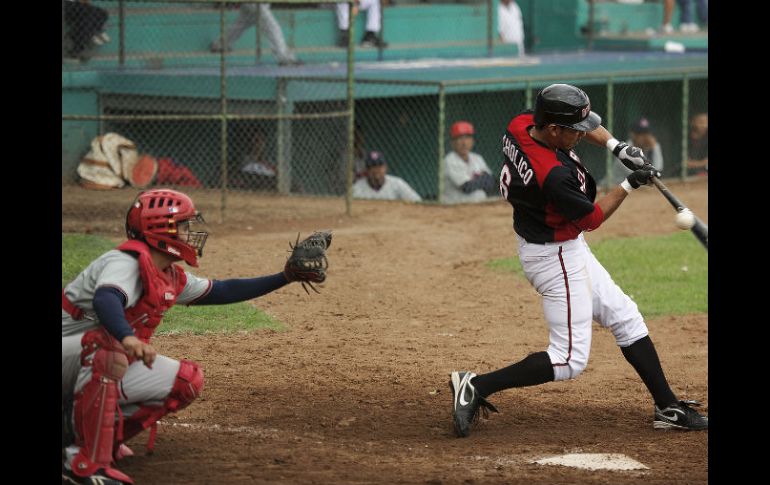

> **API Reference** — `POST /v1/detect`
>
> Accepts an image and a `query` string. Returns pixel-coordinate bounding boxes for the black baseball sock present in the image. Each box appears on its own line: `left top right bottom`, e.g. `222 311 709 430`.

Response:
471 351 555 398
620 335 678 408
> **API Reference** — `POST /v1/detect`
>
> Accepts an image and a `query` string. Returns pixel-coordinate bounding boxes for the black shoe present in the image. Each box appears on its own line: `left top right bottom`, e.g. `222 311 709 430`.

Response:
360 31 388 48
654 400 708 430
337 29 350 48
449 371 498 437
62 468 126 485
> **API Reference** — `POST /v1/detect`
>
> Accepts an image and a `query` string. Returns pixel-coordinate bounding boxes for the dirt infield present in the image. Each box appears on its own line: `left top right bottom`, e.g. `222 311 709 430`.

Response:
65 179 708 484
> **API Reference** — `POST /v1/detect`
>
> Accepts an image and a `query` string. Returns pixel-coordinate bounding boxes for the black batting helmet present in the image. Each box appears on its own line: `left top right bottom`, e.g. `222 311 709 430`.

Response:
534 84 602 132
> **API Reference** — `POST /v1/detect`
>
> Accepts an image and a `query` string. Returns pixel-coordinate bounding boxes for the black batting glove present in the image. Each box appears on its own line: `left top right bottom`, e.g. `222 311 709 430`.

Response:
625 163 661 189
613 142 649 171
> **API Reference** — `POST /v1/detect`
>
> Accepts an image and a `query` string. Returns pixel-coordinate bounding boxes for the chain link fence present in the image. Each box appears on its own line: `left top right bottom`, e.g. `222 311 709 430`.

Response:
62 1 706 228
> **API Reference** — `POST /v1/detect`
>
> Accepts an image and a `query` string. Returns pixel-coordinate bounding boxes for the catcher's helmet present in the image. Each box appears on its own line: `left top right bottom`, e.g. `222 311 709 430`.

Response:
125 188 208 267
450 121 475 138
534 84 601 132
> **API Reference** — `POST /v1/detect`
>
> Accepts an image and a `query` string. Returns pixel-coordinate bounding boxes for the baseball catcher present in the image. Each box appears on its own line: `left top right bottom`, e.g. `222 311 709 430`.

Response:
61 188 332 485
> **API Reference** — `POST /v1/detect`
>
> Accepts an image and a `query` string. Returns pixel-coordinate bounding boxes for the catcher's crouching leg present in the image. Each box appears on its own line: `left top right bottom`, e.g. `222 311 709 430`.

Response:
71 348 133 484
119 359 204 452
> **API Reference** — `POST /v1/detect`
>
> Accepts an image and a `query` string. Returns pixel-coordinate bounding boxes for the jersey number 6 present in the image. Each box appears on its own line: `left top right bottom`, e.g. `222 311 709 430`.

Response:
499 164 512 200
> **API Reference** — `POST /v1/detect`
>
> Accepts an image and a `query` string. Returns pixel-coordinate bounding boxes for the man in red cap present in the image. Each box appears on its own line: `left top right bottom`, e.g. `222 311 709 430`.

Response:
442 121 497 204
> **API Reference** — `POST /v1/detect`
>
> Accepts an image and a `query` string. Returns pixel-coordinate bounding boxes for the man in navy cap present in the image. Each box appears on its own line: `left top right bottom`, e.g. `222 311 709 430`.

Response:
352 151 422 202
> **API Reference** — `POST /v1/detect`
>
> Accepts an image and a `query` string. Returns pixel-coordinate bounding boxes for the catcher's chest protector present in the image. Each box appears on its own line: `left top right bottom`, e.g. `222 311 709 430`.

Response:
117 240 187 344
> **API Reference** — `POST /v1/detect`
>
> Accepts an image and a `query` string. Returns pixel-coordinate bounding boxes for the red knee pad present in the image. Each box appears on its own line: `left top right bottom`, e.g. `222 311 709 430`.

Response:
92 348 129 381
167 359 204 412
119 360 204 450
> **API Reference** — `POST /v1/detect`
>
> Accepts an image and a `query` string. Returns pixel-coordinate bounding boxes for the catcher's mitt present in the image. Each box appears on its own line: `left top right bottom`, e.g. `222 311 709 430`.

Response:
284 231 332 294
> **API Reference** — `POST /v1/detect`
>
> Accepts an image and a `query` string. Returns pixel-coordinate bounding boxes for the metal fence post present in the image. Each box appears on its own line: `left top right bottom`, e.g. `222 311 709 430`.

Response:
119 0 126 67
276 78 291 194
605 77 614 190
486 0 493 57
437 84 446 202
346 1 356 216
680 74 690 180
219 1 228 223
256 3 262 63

──────────

**Exercise aim**
Write out every line above exactly, minus images.

**Result of the task**
> **API Reference** — `POST /v1/detect`
>
> Accepts an image and a `query` string. Returns pixel-coordinate bounding boxes for the black baseball sock present in the image. Each box appears on its own line: `left top right bottom`, e.g. `222 311 709 430`.

Response:
471 351 555 398
620 335 678 408
> **API Reference** — `POST /v1/detect`
>
> Accepts an image and a `query` string. Returns pixel-coordinate bounding boxes for the black shoe present in the image. Each box appears on its own line: `left top right bottom`, e.g. `222 311 709 430`.

Response:
360 31 388 48
654 400 708 430
337 29 350 48
449 371 498 437
62 468 126 485
> **API Reference** — `POST /v1/detect`
>
> Accepts an image and a `query` string. Returns pixel-coordinate bounding boxes for the dirt infield present in the image. Each box appears on its own line: `left top right bottom`, e.g. `222 311 709 430`.

Response:
65 179 708 484
> **API Reference** — `POST /v1/detect`
>
> Accepts an image and a `query` string. Returns pixel-coordinate bounding boxes for the black batting helmet present in the image. Each box appears on its own line: `left top right bottom`, e.g. `222 311 709 430`.

Response:
534 84 602 132
> **API Reference** — `POST /v1/detect`
>
> Accepts an image and a `query` string. Returns pixel-coordinate bounding boxes for the black batting glove present in the image. Each box appears on its own line: `left top right bottom`, e.g. `222 311 709 430`.

Response:
625 163 661 189
613 142 649 171
> **API Reference** — `POST /v1/detect`
>
> Accepts an image and a `query` string. Returns pixel-coordinate bounding boxes for the chain link fence present in the image. Each box appears on its own line: `left top right bottom`, e.g. `222 311 709 430`.

Response:
62 1 706 228
> **API Reference** — `POST /v1/detect`
>
> Accepts an image and a `query` string. Returns pixel-coordinate bounding boxes for the catcher's helmet present in the image. Each box appears on its own line: `left top right bottom`, e.g. `222 311 709 430`.

Response:
125 188 208 267
450 121 475 138
534 84 601 132
> **API Reference** — `POST /v1/detect`
>
> Accepts an image and a `query` string. Returns pixel-coordinate bounding boxes for the baseball catcher present in the image. Each box appears on its own line: `left top right bottom`, e.g. `222 311 709 430`.

Response:
61 188 332 485
> **API Reference** — `POST /v1/detect`
>
> Accepts an image and a `query` string. Returns pixel-coordinate bounding boxes for the catcher's crouching leg present in the image. Each box appears on its own line: `left top right bottom`, e.g. `222 311 709 430`.

Response:
71 348 133 484
119 359 204 452
> **API Reference** — `POST /v1/detect`
>
> Accepts an image and a `query` string. Returns pixel-coordinate bounding boxes for the jersey number 6 present in the image. Each box appears on its own line: `left top right bottom`, e.g. `222 311 709 430`.

Response:
499 164 512 200
> **API Reference** — `POST /v1/detect`
>
> Accepts an image and a `query` string. Returns pixel-coordinate bounding boxes for the man in red cap present in the image. Each box appears on its own line: `left top right bottom`, e.g. `222 311 709 430`.

Response:
442 121 497 204
> **API Reference** — `POST /v1/detect`
>
> Accepts an image and a `query` string. Returns pixel-coordinate bounding boxes for the man in navy cap present in the image. Each box appears on its own line: `left top right bottom`, e.g. `222 311 709 430`.

Response:
352 151 422 202
> **API Reference** — `POST /v1/detect`
>
> Accepts an image and a `query` string. Returns pixel-coordinate bounding boxes for the catcher's chest protector present in the image. Each box appears on its own line: `left top right bottom`, e.g. `222 311 709 430`.

Response:
117 240 187 344
> **API Reference** — `POST /v1/detect`
>
> Accepts an image and a `query` string. Returns pixel-coordinate bounding boxes for the red knee pad present in the image. Each box appears on its own line: `left top right bottom`, e.g. `222 311 709 430`.

Response:
92 348 129 381
167 359 204 412
119 360 204 450
> **API Reference** — `POST /v1/detect`
>
> Accepts an image and a `query` string. Returns pixel-coordinate bounding boxes for the catcher's mitt present in the image. Each box appears on its own line: `left top right bottom`, e.g. `222 311 709 430`.

Response:
284 231 332 294
> **API Reference** — `POST /v1/detect`
>
> Accepts an image and a `query` string. Returns pixel-coordinate bounding boxes for the metal fence post present in the image. Each box appears on its own line: `left top right bottom`, e.g. `222 311 709 430`.

Response:
119 0 126 67
276 78 291 194
605 77 614 190
486 0 493 57
437 84 446 202
346 1 356 216
680 74 690 180
219 1 228 223
256 3 262 63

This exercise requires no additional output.